**TASK REQUIREMENTS**
Quote every line as given.

**SUPPLIED INFORMATION**
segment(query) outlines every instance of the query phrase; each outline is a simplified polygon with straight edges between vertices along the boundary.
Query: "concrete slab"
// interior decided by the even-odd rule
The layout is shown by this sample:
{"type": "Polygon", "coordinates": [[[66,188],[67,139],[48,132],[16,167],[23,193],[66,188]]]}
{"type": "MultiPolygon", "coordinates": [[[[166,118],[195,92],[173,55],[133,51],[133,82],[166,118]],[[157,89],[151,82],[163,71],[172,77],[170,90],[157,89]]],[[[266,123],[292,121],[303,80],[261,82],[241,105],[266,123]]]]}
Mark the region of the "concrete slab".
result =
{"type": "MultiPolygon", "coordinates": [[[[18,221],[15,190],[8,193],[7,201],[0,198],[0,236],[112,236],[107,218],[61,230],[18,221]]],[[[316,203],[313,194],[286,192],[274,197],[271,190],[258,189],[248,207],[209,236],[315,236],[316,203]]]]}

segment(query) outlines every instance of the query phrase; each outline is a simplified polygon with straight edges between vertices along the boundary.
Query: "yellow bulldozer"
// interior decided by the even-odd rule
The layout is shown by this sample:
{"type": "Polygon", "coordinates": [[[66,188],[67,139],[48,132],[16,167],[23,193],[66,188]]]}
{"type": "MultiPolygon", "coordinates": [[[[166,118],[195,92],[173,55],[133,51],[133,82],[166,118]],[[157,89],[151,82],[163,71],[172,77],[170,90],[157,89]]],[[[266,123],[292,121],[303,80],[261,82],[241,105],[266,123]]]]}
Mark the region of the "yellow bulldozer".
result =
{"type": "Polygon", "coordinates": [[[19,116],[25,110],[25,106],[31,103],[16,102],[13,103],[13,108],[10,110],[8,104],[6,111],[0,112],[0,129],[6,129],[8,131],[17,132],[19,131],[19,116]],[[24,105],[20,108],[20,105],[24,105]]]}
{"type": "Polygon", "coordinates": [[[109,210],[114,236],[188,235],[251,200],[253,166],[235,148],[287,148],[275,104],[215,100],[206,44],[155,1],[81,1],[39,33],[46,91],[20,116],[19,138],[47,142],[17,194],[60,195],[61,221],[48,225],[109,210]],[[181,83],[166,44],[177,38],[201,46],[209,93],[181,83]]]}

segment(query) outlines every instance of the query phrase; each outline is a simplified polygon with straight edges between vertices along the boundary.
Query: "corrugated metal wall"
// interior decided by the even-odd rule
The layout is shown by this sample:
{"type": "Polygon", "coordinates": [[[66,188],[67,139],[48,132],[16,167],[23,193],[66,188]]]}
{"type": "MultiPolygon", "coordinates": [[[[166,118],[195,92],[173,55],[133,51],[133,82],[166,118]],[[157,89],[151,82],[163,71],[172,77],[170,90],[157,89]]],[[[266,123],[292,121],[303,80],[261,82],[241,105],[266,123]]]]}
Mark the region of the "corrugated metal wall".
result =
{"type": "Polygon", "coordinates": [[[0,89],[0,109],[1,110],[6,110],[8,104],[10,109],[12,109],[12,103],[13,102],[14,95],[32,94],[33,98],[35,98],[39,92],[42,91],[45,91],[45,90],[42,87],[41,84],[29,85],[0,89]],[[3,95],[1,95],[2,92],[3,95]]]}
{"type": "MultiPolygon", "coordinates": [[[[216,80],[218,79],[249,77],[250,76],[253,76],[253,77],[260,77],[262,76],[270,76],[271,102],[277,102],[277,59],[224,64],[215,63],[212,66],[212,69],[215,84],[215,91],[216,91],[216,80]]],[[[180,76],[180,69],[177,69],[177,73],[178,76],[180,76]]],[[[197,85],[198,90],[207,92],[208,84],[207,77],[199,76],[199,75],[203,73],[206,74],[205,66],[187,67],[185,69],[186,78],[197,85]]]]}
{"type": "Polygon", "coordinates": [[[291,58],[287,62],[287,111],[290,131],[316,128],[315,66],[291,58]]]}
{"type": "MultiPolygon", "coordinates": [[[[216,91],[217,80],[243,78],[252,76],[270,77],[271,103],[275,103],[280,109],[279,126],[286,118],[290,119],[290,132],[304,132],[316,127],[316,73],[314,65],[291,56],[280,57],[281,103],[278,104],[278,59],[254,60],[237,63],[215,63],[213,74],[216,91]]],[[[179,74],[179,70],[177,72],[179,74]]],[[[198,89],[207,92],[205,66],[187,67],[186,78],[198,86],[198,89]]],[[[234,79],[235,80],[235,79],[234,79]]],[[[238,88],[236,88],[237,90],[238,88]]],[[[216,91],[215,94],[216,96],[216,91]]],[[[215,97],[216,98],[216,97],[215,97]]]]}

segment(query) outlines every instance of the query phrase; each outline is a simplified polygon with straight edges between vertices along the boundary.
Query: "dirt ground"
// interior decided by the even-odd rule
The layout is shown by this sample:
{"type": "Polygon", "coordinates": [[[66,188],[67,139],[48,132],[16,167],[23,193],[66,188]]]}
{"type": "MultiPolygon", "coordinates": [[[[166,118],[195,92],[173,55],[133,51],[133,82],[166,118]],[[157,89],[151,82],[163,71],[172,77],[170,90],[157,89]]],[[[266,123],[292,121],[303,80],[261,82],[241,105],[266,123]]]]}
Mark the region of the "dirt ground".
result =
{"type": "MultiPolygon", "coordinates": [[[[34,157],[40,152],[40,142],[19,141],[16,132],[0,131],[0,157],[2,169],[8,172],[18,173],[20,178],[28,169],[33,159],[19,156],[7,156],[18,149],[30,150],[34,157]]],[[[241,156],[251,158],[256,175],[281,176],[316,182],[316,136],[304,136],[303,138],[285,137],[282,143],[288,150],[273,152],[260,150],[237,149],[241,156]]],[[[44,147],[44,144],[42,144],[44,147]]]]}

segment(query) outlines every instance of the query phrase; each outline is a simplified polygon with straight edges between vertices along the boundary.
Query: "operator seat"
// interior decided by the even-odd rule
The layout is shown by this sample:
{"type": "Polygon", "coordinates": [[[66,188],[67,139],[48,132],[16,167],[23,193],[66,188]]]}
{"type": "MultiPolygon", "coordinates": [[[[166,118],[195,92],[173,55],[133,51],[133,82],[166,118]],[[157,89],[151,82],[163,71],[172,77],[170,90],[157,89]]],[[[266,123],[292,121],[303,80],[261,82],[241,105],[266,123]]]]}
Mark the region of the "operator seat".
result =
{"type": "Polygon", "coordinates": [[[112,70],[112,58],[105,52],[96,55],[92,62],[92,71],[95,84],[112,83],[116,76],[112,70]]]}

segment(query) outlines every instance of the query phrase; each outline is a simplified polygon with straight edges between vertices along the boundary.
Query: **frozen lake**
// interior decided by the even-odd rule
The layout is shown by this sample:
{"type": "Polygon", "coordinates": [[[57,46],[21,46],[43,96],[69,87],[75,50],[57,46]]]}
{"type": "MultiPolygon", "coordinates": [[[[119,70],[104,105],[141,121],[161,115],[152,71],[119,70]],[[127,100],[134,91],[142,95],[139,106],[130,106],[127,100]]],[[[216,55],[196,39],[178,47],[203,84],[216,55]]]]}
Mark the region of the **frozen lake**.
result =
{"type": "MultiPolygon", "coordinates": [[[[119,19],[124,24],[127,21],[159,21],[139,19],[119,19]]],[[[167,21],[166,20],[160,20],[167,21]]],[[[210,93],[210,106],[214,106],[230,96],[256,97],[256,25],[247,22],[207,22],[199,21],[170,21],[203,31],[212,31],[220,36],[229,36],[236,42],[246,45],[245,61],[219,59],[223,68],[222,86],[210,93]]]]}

**TASK SOLUTION**
segment(query) outlines every instance of the query phrase; each outline is a simplified polygon with straight edges between vertices along the boundary.
Query: "concrete slab"
// interior decided by the even-odd rule
The layout is shown by this sample:
{"type": "Polygon", "coordinates": [[[66,188],[67,139],[48,132],[16,167],[23,193],[66,188]]]}
{"type": "MultiPolygon", "coordinates": [[[[166,118],[195,92],[173,55],[133,51],[133,82],[166,118]],[[157,89],[151,82],[163,71],[172,77],[170,90],[157,89]]],[[[266,123],[292,121],[303,80],[261,82],[241,105],[266,123]]]]}
Mark the region of the "concrete slab".
result =
{"type": "MultiPolygon", "coordinates": [[[[18,221],[15,190],[8,193],[7,201],[0,198],[0,236],[112,236],[107,218],[61,230],[18,221]]],[[[316,203],[313,194],[286,192],[274,197],[271,190],[258,189],[248,207],[209,236],[315,236],[316,203]]]]}

segment(query) outlines every instance of the query phrase; each outline is a simplified polygon with straight edges between vertices along the boundary.
Query: "yellow bulldozer"
// interior decided by the even-odd rule
The layout is shown by this sample:
{"type": "Polygon", "coordinates": [[[66,188],[67,139],[48,132],[16,167],[23,193],[66,188]]]}
{"type": "MultiPolygon", "coordinates": [[[[166,118],[195,92],[173,55],[133,51],[133,82],[166,118]],[[157,89],[151,82],[163,71],[172,77],[170,90],[157,89]]],[[[266,123],[292,121],[303,80],[261,82],[241,105],[266,123]]]]}
Mark the region of the "yellow bulldozer".
result =
{"type": "Polygon", "coordinates": [[[19,116],[25,110],[25,106],[31,103],[16,102],[13,103],[13,108],[10,110],[8,104],[6,111],[0,112],[0,129],[6,129],[8,131],[17,132],[19,131],[19,116]],[[24,105],[20,108],[20,105],[24,105]]]}
{"type": "Polygon", "coordinates": [[[109,210],[114,236],[188,235],[251,200],[253,166],[235,148],[287,148],[275,104],[215,100],[206,44],[155,1],[81,1],[39,33],[46,91],[20,116],[19,138],[47,142],[17,194],[60,195],[61,221],[48,225],[109,210]],[[181,83],[166,44],[177,38],[201,46],[209,93],[181,83]]]}

segment(query) outlines every instance of the query phrase; each outline is a simplified polygon with straight edges between vertices along the boundary.
Query: "corrugated metal wall"
// interior decided by the even-odd rule
The layout is shown by this sample:
{"type": "Polygon", "coordinates": [[[66,188],[67,139],[48,132],[16,167],[23,193],[66,188]]]}
{"type": "MultiPolygon", "coordinates": [[[[166,118],[195,92],[173,55],[133,51],[133,82],[166,118]],[[157,89],[151,82],[163,71],[172,77],[170,90],[157,89]]],[[[266,123],[292,121],[303,80],[261,82],[241,105],[266,123]]]]}
Mark the region of the "corrugated metal wall".
result =
{"type": "Polygon", "coordinates": [[[0,89],[0,109],[1,110],[6,110],[8,104],[10,109],[12,109],[12,103],[13,102],[14,95],[32,94],[33,98],[35,98],[39,92],[42,91],[45,91],[45,90],[42,87],[41,84],[29,85],[0,89]],[[3,95],[1,95],[2,92],[3,95]]]}
{"type": "MultiPolygon", "coordinates": [[[[216,80],[218,79],[249,77],[250,76],[253,76],[253,77],[260,77],[262,76],[270,76],[271,102],[277,102],[277,59],[224,64],[215,63],[212,66],[212,69],[215,84],[215,91],[216,91],[216,80]]],[[[180,76],[180,69],[177,69],[177,73],[178,76],[180,76]]],[[[197,85],[198,90],[207,92],[208,84],[207,77],[199,76],[199,75],[203,73],[206,74],[205,66],[187,67],[185,69],[186,78],[197,85]]]]}
{"type": "Polygon", "coordinates": [[[291,58],[287,62],[287,111],[290,131],[316,128],[315,66],[291,58]]]}
{"type": "MultiPolygon", "coordinates": [[[[216,91],[217,80],[243,78],[252,76],[270,77],[271,103],[275,103],[280,109],[279,126],[286,118],[290,119],[290,132],[304,132],[316,127],[316,73],[314,65],[291,56],[280,57],[281,103],[278,104],[278,59],[254,60],[237,63],[215,63],[213,74],[216,91]]],[[[179,74],[179,70],[177,72],[179,74]]],[[[198,89],[207,92],[205,66],[187,67],[186,78],[198,86],[198,89]]],[[[234,79],[235,80],[235,79],[234,79]]],[[[238,88],[236,88],[237,90],[238,88]]],[[[216,91],[215,94],[216,96],[216,91]]],[[[215,97],[216,98],[216,97],[215,97]]]]}

segment(query) outlines every instance of the query phrase; each outline is a simplified polygon with straight edges between vertices along the boundary.
Query: "dirt ground"
// interior decided by the even-odd rule
The layout is shown by this sample:
{"type": "Polygon", "coordinates": [[[66,188],[67,139],[48,132],[16,167],[23,193],[66,188]]]}
{"type": "MultiPolygon", "coordinates": [[[[166,118],[195,92],[173,55],[133,51],[133,82],[166,118]],[[157,89],[151,82],[163,71],[172,77],[170,90],[157,89]]],[[[266,123],[292,121],[303,80],[261,82],[241,105],[266,123]]]]}
Mark the region of the "dirt ground".
result =
{"type": "MultiPolygon", "coordinates": [[[[34,157],[40,152],[40,142],[19,141],[16,132],[0,131],[0,157],[2,169],[8,172],[18,173],[20,178],[28,169],[33,159],[19,156],[7,156],[18,149],[30,150],[34,157]]],[[[241,156],[251,158],[256,175],[281,176],[316,182],[316,136],[304,136],[303,138],[285,137],[282,143],[288,150],[273,152],[260,150],[237,149],[241,156]]],[[[44,147],[44,144],[42,144],[44,147]]]]}

segment(query) outlines every instance of the query phrase; each outline is a simplified polygon with straight edges between vertices along the boundary.
Query: "operator seat"
// interior decided by the even-odd rule
The layout is shown by this sample:
{"type": "Polygon", "coordinates": [[[66,188],[67,139],[48,132],[16,167],[23,193],[66,188]]]}
{"type": "MultiPolygon", "coordinates": [[[[166,118],[195,92],[173,55],[133,51],[133,82],[166,118]],[[157,89],[151,82],[163,71],[172,77],[170,90],[157,89]]],[[[266,123],[292,121],[303,80],[261,82],[241,105],[266,123]]]]}
Mark the region of the "operator seat".
result =
{"type": "Polygon", "coordinates": [[[112,70],[112,58],[105,52],[96,55],[92,62],[92,71],[95,84],[112,83],[116,76],[112,70]]]}

segment(query) outlines every instance of the query phrase; each outline is a simplified polygon with straight edges between vertices along the boundary.
Query: **frozen lake**
// interior decided by the even-odd rule
The layout is shown by this sample:
{"type": "Polygon", "coordinates": [[[57,46],[21,46],[43,96],[69,87],[75,50],[57,46]]]}
{"type": "MultiPolygon", "coordinates": [[[[119,70],[104,105],[141,121],[161,115],[152,71],[119,70]],[[127,100],[134,91],[142,95],[139,106],[130,106],[127,100]]],[[[216,55],[196,39],[178,47],[203,84],[216,55]]]]}
Mark the region of the **frozen lake**.
result =
{"type": "MultiPolygon", "coordinates": [[[[119,19],[124,24],[127,21],[159,21],[139,19],[119,19]]],[[[167,21],[166,20],[160,20],[167,21]]],[[[210,93],[210,106],[214,106],[230,96],[256,97],[256,25],[247,22],[207,22],[199,21],[170,21],[203,31],[212,31],[220,36],[229,36],[236,42],[246,45],[245,61],[219,59],[223,68],[222,86],[210,93]]]]}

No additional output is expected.